= Brief =
Would you retype, word for word, the line with "Question. Spot each instance of the tiled" and every line after it through the end of the records below?

# START OF Recorded information

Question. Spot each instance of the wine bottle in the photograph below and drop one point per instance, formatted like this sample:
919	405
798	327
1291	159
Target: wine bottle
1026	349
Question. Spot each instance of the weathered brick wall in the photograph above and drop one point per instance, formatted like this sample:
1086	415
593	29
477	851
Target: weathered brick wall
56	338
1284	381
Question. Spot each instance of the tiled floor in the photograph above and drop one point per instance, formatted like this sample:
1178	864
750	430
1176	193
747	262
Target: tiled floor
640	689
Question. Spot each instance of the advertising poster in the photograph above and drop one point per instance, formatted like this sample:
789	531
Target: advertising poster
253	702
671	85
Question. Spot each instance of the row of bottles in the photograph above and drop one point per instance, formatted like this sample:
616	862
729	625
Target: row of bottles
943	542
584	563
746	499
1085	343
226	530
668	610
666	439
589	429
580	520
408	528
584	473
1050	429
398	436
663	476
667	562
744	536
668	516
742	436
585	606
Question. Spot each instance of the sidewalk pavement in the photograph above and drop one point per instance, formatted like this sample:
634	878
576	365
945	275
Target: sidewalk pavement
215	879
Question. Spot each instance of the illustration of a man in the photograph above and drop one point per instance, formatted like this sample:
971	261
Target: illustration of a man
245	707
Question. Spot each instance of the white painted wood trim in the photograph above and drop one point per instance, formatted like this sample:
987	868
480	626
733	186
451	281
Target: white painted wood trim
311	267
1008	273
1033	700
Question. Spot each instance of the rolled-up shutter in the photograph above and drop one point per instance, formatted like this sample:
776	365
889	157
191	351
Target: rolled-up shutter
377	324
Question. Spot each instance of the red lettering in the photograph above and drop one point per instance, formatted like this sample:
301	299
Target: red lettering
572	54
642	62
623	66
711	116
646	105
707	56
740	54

# END OF Recorded information

= Answer to the task =
Question. Spot each instance of the tiled floor in the photograph above and drop one point per instance, formatted like this sample:
1178	864
750	430
1176	193
747	262
Target: tiled floor
640	689
Question. Spot each instance of the advertising poster in the photograph above and drop one point per instance, formatted like this sample:
789	531
Target: advertising poster
253	702
671	85
Question. Spot each instance of the row of bottles in the photograph above and drop one point per instance, formatted like this sample:
616	862
729	625
Target: row of bottles
943	542
584	563
746	499
1085	343
226	530
668	610
666	439
589	429
580	520
408	528
584	473
1050	429
398	436
663	476
667	562
744	536
668	516
742	436
585	606
Question. Spot each instance of the sidewalk pavement in the photograph above and drop one point per instance, formatted like this sample:
634	878
576	365
945	275
Target: sidewalk pavement
215	879
Question. Spot each instance of the illustration of a man in the photograph above and drop one point per instance, formatted like this sample:
971	261
Target: illustration of a man
245	707
Question. Spot each instance of the white painted wood trim in the photograph above and drop one point per instance, formatted like this sample:
987	868
480	626
733	186
451	281
Target: white painted wood trim
311	267
1008	273
1033	700
Question. Spot each instance of the rolled-up shutter in the photograph above and drop one point per instance, formatted like this sample:
776	365
889	157
191	351
Target: rolled-up shutter
377	324
Question. Spot each instance of the red lettering in the photograph above and drop one point per instance, formatted like this sample:
301	299
Target: red lettering
572	54
642	62
623	66
711	116
646	105
707	56
740	54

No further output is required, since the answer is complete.